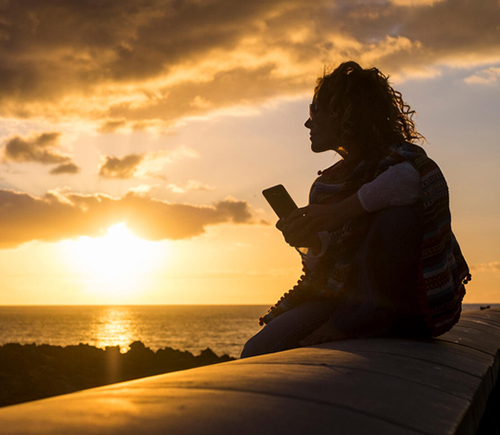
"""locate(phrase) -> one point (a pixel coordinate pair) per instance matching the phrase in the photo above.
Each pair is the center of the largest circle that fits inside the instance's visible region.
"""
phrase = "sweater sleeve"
(398, 185)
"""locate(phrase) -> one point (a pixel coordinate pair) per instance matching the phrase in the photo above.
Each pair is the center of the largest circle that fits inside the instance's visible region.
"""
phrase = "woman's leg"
(285, 331)
(384, 297)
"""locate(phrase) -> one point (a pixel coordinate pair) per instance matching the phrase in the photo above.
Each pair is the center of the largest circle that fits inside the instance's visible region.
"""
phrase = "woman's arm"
(302, 226)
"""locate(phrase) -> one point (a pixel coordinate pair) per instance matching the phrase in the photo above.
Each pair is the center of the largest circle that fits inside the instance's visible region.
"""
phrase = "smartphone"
(279, 199)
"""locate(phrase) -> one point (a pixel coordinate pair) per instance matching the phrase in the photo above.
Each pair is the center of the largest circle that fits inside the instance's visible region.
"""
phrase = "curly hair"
(363, 108)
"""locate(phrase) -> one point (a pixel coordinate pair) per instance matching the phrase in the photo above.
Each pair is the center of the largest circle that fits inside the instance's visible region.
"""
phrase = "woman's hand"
(325, 333)
(301, 227)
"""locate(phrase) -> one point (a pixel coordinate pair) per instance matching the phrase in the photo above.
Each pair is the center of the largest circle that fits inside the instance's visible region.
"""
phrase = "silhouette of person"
(378, 253)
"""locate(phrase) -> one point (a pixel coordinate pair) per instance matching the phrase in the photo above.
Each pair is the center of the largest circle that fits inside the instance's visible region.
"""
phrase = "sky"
(136, 137)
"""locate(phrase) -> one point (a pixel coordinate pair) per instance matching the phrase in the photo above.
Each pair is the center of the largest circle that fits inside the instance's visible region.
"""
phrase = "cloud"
(126, 167)
(143, 165)
(493, 266)
(190, 185)
(61, 215)
(487, 76)
(65, 168)
(40, 148)
(111, 126)
(140, 62)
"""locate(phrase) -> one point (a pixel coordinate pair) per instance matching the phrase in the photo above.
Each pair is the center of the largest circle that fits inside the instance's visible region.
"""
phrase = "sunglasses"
(313, 110)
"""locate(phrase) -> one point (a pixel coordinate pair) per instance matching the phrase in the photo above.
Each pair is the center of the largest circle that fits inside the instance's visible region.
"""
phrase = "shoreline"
(37, 371)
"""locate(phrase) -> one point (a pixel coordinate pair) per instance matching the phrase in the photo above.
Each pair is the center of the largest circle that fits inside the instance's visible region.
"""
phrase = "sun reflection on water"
(114, 328)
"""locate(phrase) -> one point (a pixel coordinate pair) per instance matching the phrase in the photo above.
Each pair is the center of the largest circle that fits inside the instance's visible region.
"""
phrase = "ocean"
(222, 328)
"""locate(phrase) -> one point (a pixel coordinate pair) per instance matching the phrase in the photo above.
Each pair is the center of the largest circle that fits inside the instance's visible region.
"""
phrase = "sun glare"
(116, 267)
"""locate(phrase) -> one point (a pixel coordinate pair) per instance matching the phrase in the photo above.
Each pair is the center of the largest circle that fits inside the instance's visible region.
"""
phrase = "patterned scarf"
(442, 267)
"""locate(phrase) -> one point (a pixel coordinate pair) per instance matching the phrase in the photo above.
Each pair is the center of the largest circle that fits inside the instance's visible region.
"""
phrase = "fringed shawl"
(443, 270)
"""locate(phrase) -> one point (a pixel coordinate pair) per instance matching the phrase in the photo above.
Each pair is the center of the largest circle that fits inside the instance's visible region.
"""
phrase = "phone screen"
(280, 200)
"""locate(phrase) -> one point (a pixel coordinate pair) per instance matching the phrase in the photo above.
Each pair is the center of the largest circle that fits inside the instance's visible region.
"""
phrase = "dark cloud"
(41, 148)
(144, 61)
(125, 167)
(61, 215)
(65, 168)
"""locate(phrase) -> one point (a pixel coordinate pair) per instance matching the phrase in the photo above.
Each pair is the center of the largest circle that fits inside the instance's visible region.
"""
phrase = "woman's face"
(321, 134)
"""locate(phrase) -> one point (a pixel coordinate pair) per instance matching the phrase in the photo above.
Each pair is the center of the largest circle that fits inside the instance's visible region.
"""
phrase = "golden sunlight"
(118, 266)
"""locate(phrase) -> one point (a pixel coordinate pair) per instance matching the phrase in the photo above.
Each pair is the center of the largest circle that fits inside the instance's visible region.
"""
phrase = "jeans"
(381, 296)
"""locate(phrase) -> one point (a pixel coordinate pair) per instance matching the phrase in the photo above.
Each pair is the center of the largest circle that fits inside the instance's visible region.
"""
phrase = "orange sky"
(164, 121)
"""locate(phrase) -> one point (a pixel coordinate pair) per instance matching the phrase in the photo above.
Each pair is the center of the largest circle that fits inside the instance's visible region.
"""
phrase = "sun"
(117, 267)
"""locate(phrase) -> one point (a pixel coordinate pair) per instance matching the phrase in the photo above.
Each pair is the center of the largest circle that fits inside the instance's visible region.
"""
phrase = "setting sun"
(115, 266)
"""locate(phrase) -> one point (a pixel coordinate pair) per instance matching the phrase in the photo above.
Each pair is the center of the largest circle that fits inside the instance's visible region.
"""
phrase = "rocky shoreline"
(31, 371)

Instructions for the task:
Would you retype each line above exactly and skip every image?

Output for this task:
"""locate(phrase) -> one point (a pixel coordinate pair) per instance matching the phrase in the photo above.
Each pair is the center of the largest circle that fits inside the instance's visible region.
"""
phrase = "sweater sleeve"
(398, 185)
"""locate(phrase) -> one point (a pixel coordinate pair) per instance matching the phrase in the photo above.
Each pair is the center of the largest circle that fits inside the instance's visible region.
"""
phrase = "woman's leg"
(285, 331)
(384, 297)
"""locate(phrase) -> one point (a pixel coordinate pair) per instance matching the phrase in the photo above.
Each pair is the center of the largest circle that fits inside the instance's visible region.
"""
phrase = "woman's arm"
(302, 226)
"""locate(phrase) -> one point (a pixel coordinate pair) per instance matching the phrase in the photo above.
Each pair is the center of the largest circle that fits inside the instance's visible region.
"""
phrase = "smartphone"
(279, 199)
"""locate(phrase) -> one point (a pixel coordinate pair) per instance matching the phrase in the photo above.
Each pair is the center of the largest circle that fits inside the instance's visible region.
"""
phrase = "curly hair"
(363, 108)
"""locate(phrase) -> one point (a pixel coordinate pair) per instance matching the phrase in the photo above.
Each pair is the center of the largest circle that fits inside the instance's visible region.
"""
phrase = "woman's hand"
(325, 333)
(301, 227)
"""locate(phrase) -> one point (a pixel coordinate pair) per instance matching the phrase in the photo above.
Each pair is the center of the largest circle that fits inside the instance's visible region.
"""
phrase = "silhouette of person"
(378, 253)
"""locate(phrase) -> one point (a pixel coordinate pair) per instance matching the phrase in the photo above.
Each pair is the center of the largest circle that fits inside the instance's visible region.
"""
phrase = "sky"
(136, 137)
"""locate(phrase) -> one point (a pixel coordinate pair) per instance matching the phrase in the photo above.
Each pair is the center of the largest circle that fits inside the instance's visible region.
"""
phrase = "cloud"
(126, 167)
(143, 165)
(493, 266)
(190, 185)
(61, 215)
(487, 76)
(65, 168)
(40, 148)
(111, 126)
(140, 62)
"""locate(phrase) -> one point (a pixel coordinate pair) per instance matching the phrase in the photo above.
Each pair is the center of the largest circle that fits inside the instance's visible region.
"""
phrase = "sunglasses"
(313, 110)
"""locate(phrase) -> one point (a pixel coordinate pair) per instance matching the phrase in the photo above.
Each pair is the center of the largest circle that fits inside the instance's visible region.
"""
phrase = "shoreline"
(37, 371)
"""locate(phrase) -> one point (a pixel coordinate pair) per instance matching the phrase in the photo above.
Each pair is the center of the largest circle that fits inside the instance's visible region.
"""
phrase = "sun reflection on water"
(114, 328)
"""locate(phrase) -> one point (a pixel coordinate pair) per instance matching the phrase in the photo above.
Each pair is the center of the largest circle that fits inside the instance's visible region.
"""
phrase = "ocean"
(222, 328)
"""locate(phrase) -> one point (a pixel coordinate pair) per instance matching the phrase in the photo above.
Each pair is the center of the largest circle that fits inside the instance's visible region.
"""
phrase = "sun glare"
(116, 267)
"""locate(phrase) -> one point (a pixel coordinate pair) per instance matching the phrase in the photo above.
Each pair is the center of the largest circle that fits inside the instance's visible region.
"""
phrase = "patterned scarf"
(442, 267)
"""locate(phrase) -> one point (a pixel coordinate pair) per instance matching the phrase in the photo above.
Each pair is the center of the largest circle that fits inside the instance's visible region.
"""
phrase = "fringed shawl"
(443, 270)
"""locate(phrase) -> one point (a pixel coordinate pair) per instance matching the phrase in the photo above.
Each pair is the center of the largest circle that fits inside the instance's visible region.
"""
phrase = "phone screen"
(280, 200)
"""locate(phrase) -> one point (a pixel coordinate pair) per instance matching the phrase in the photo above.
Each pair is the center of the largest circle that fits inside the instance's visible region.
"""
phrase = "dark cloud"
(41, 148)
(144, 61)
(125, 167)
(61, 215)
(65, 168)
"""locate(phrase) -> one point (a pixel coordinate pair) per instance matching the phrase in the photo above.
Each pair is the center of the largest circle that fits inside the instance's visible region.
"""
phrase = "woman's face"
(321, 134)
"""locate(phrase) -> one point (a pixel coordinate pair) per instance matching the phrase in the photo above.
Each pair is the center of the largest circle that fits inside the instance's visible region.
"""
phrase = "golden sunlight"
(118, 266)
"""locate(phrase) -> one point (a pixel coordinate pair) per instance matching the phrase in the photo above.
Each pair is the center of the largest circle that fits inside the instance's visible region.
"""
phrase = "jeans"
(381, 296)
"""locate(phrase) -> one point (a pixel coordinate pair) per instance matching the phrase in the photo above.
Each pair is the center of the largest circle that fits inside the instance's visible region.
"""
phrase = "orange sky"
(164, 121)
"""locate(phrase) -> one point (a pixel coordinate pair) per instance matching the phrase in the photo above.
Each pair is the center of the largest circle that fits inside the instance's visible region.
"""
phrase = "sun"
(117, 267)
"""locate(phrase) -> one point (a pixel coordinate pair) per instance matching the phrase in the photo above.
Each pair is the center of the largest circle that fits inside the instance's visible region.
"""
phrase = "setting sun"
(115, 266)
"""locate(phrase) -> one point (a pixel coordinate pair) per instance matching the phrase in the photo above.
Each pair is the center of the largest circle that fits inside the instance's visible region.
"""
phrase = "rocky shoreline"
(31, 371)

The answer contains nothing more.